Марина Цветаева: беззаконная комета - Кудрова Ирма Викторовна
– Расскажите о вашей антисоветской деятельности после 1929 года, – упорствует следователь.
– Мне нечего рассказывать, – читаем в ответе Эфрона. – После 1929 года ее не было.
– Следствие вам не верит…
Не забыт в этом допросе и еще один важнейший аспект разработанного априори обвинения. Без него не обходится в эти годы ни один политический процесс: связь с троцкистами.
Вожделенную зацепку еще 7 августа этого года дал П. Н. Толстой. Он сообщил следствию факт, о котором слышал в начале тридцатых годов во Франции от самого Эфрона. Этот факт – встреча евразийцев с Г. Л. Пятаковым в бытность того в Париже на посту советского торгпреда. В интерпретации Толстого встреча названа «совмещенным совещанием», в результате которого евразийцы стали заграничным филиалом троцкистского центра, сформированного в Советском Союзе.
К этому времени, напомним, Пятаков уже расстрелян. Он был обвинен на январском процессе 1937 года – совместно с Сокольниковым, Радеком и другими – в создании так называемого «параллельного антисоветского троцкистского центра», якобы ставившего своей задачей свержение советской власти и восстановление капитализма.
Эфрон не мог не понять всей опасности всплывшего эпизода.
И в этом месте его показаний, как они зафиксированы в протоколе, – лаконичность, нехарактерная для других ответов. Он признаёт, что такая встреча имела место. Но участвовал в ней только Петр Петрович Сувчинский, и подробностей состоявшегося разговора он, Эфрон, не знает.
Забегая вперед, скажу, что удержаться на этом лаконизме ему не дадут. Ибо о злополучной встрече с пристрастием допрашивают не только Эфрона и Толстого, но и Клепининых-Львовых, и Эмилию Литауэр. Добытые следствием подробности постепенно заставляют Сергея Яковлевича заговорить менее односложно.
Тогда он сообщит, что инициатива встречи исходила от самого Пятакова. К евразийцам будто бы пришел от его имени в январе 1929 года Борис Неандер, редактор газеты «Русский вестник», выходившей в Париже; он сказал об интересе Пятакова к программным установкам евразийцев. Состоявшаяся встреча носила характер полуофициальный – не как с лидером оппозиции, а как с советским торгпредом. Такова интерпретация Эфрона.
Как раз в это время возникли трудности с субсидированием газеты «Евразия». По словам Эфрона, Сувчинский предложил использовать страницы газеты для пропаганды успехов советского общества – не в обмен на финансирование, а в связи с искренним желанием «левых» евразийцев быть полезными строительству социализма в России.

(Исходные данные):
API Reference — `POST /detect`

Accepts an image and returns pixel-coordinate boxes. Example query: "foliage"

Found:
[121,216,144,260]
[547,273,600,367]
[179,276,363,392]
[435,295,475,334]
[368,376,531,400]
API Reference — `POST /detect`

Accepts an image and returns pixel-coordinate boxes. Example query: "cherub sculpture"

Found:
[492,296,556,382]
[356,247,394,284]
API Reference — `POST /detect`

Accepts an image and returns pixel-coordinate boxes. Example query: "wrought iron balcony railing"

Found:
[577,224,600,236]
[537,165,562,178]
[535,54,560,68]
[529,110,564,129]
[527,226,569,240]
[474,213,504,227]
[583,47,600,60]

--

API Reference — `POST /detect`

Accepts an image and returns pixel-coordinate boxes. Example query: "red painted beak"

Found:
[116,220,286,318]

(Что нужно сделать): Перескажи короче абзац отрывка о допросе Эфрона, который начинается словами «Вожделенную зацепку», и сохрани главные факты.

(Решение задания): 7 августа П. Н. Толстой рассказал следствию то, что слышал от самого Эфрона во Франции в начале тридцатых годов. Евразийцы встречались с Г. Л. Пятаковым, когда тот был советским торгпредом в Париже. Толстой назвал эту встречу «совмещенным совещанием». По его словам, после нее евразийцы стали заграничным филиалом троцкистского центра, созданного в Советском Союзе.